Document text:
-*-*-

Asda Provides Free Meals for Children this December

From the month of December this year, Asda, a leading supermarket chain, is providing one free meal a day to children under the age of 16.

With the alarmingly increasing rate of hunger poverty in the United Kingdom, nine out of 30 pupils in any given classroom living in poverty from 2018 to 2019, charities, organisations and institutions have put schemes in place to tackle this distressing problem. This Christmas, Asda is one of those who have chosen to help.

In the last three years, 50 million meals have been donated by Asda to foodbanks and charities supporting the homeless, aiming to give one million more this Christmas. In these unprecedented times, Asda have shown compassion to help those most vulnerable this festive season. This decision is part of the supermarket chain’s Christmas Kindness Campaign, their slogan being ‘Fight Hunger Create Change’.

December can be a very difficult and expensive month for many families, accentuated this year by the uncertainties that the pandemic has brought, so the introduction of free meals in 216 of Asda’s stores makes this period just that little bit easier for parents.

From pancakes for breakfast to fish fingers or lasagne for dinner, the children’s menu has a range of nutritious and delicious meals to enjoy, all including a piece of fruit and a drink. There are no conditions to the deal, no limits on how many children, just that an adult must be accompanying the child or children. They also add that areas under lockdown restrictions are able to redeem their meals in the form of a takeaway. With this initiative, Asda expects to serve around 216,000 free kid’s meals, meaning that 216,000 meals will not be missed, and a lot less children will go hungry this December.

Some have speculated that this campaign has come after the Government’s decision to reject the extension of free school meals to children throughout the Christmas holidays, although this has since been reversed. Widespread media backlash to this rejection can be seen to be the cause of this government U-turn, and has influenced the introduction of a Covid Winter grant scheme. This will see financial support for food and bills by local councils from December to March, and an extra £170 million has been pledged for this cause.

In these difficult and unprecedented times, when it seems those in charge of the country are focusing elsewhere, the kindness of individuals and charities, and these sorts of campaigns from large and powerful corporations are what really makes a difference in tackling problems such as hunger poverty, and without them, thousands more of both children and adults would go without food daily.

-*-*-

Provided information:
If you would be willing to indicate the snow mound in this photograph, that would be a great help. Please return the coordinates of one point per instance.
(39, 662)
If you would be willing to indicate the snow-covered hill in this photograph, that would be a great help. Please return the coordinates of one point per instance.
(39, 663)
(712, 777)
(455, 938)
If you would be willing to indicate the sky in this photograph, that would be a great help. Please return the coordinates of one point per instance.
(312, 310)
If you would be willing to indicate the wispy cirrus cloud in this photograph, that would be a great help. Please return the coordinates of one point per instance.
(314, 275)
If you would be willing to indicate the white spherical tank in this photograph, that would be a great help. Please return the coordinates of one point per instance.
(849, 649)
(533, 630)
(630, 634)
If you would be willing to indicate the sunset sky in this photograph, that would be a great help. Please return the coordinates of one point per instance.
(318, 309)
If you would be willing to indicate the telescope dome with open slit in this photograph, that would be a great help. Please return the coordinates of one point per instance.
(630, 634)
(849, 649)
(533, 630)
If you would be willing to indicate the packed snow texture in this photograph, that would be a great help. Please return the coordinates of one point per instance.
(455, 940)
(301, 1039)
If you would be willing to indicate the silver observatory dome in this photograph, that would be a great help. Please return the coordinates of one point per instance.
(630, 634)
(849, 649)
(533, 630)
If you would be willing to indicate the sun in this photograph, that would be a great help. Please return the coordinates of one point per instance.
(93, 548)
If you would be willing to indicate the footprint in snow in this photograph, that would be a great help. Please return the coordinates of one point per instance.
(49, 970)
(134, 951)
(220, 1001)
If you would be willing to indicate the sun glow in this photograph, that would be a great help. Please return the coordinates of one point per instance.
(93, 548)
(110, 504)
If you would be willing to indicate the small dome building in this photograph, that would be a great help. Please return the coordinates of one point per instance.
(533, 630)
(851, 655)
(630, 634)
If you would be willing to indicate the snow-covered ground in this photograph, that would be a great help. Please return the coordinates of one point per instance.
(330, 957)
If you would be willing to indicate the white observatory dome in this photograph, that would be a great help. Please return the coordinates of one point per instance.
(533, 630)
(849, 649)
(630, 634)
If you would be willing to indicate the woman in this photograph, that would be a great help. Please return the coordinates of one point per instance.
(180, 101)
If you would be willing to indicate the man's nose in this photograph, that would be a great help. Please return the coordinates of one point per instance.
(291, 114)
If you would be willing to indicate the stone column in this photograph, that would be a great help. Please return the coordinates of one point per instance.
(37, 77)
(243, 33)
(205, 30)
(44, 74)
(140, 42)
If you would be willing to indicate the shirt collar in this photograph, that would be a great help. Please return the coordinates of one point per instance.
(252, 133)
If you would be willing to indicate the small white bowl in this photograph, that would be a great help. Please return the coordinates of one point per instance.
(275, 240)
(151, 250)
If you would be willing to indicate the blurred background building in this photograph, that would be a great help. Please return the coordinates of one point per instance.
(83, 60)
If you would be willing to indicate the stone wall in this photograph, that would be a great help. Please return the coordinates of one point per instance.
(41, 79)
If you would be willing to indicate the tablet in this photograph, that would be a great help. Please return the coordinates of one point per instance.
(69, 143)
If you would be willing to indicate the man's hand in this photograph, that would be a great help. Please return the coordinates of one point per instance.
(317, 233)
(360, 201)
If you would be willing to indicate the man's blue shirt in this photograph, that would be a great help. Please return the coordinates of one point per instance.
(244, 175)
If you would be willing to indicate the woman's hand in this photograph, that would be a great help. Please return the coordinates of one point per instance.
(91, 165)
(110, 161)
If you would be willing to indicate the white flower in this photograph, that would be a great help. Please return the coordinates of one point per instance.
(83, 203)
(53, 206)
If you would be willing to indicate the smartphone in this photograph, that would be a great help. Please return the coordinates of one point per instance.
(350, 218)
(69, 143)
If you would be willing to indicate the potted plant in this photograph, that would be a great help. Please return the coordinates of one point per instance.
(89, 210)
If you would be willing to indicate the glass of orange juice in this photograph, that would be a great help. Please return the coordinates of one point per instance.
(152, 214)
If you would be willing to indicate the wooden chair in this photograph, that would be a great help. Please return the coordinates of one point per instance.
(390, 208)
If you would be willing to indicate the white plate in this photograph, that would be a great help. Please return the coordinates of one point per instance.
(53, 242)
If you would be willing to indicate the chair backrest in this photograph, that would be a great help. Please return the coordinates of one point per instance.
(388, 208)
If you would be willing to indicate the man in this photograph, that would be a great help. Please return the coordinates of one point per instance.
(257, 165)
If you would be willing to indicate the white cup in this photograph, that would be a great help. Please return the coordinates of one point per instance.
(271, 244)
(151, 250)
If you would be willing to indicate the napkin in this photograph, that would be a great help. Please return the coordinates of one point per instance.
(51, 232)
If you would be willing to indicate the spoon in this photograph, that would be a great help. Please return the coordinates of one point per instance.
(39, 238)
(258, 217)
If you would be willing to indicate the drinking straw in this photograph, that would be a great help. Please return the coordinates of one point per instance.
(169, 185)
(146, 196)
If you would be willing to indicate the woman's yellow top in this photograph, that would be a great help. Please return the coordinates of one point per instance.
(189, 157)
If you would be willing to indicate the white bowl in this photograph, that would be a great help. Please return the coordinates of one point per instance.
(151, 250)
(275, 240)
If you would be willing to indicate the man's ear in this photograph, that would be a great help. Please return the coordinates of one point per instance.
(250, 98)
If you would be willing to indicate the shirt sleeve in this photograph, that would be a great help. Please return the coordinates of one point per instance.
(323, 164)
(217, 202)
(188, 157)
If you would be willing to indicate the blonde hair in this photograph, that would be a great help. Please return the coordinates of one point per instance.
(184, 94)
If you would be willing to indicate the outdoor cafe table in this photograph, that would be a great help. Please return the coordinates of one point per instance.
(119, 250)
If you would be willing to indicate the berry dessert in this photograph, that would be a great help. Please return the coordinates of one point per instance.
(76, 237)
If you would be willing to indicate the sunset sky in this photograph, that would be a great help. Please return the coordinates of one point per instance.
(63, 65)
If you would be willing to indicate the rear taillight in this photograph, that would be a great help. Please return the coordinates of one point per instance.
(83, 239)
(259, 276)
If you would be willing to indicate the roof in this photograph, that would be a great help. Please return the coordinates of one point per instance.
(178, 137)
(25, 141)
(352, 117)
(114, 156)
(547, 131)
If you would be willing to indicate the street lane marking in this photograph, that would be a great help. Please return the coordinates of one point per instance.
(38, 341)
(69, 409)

-*-*-

Required action 1: List every food and drink the Asda article names as part of the children's meals.
Required action 2: According to the Asda article, in how many Asda stores are the free meals being offered?
Required action 3: In the Asda article, take the passage from "In the last" up to and including "easier for parents." and swap "compassion" for "generosity".
The material can be set aside.

Worked solution 1:
- Pancakes
- Fish fingers
- Lasagne
- A piece of fruit
- A drink

Worked solution 2: 216 stores.

Worked solution 3:
In the last three years, 50 million meals have been donated by Asda to foodbanks and charities supporting the homeless, aiming to give one million more this Christmas. In these unprecedented times, Asda have shown generosity to help those most vulnerable this festive season. This decision is part of the supermarket chain’s Christmas Kindness Campaign, their slogan being ‘Fight Hunger Create Change’.

December can be a very difficult and expensive month for many families, accentuated this year by the uncertainties that the pandemic has brought, so the introduction of free meals in 216 of Asda’s stores makes this period just that little bit easier for parents.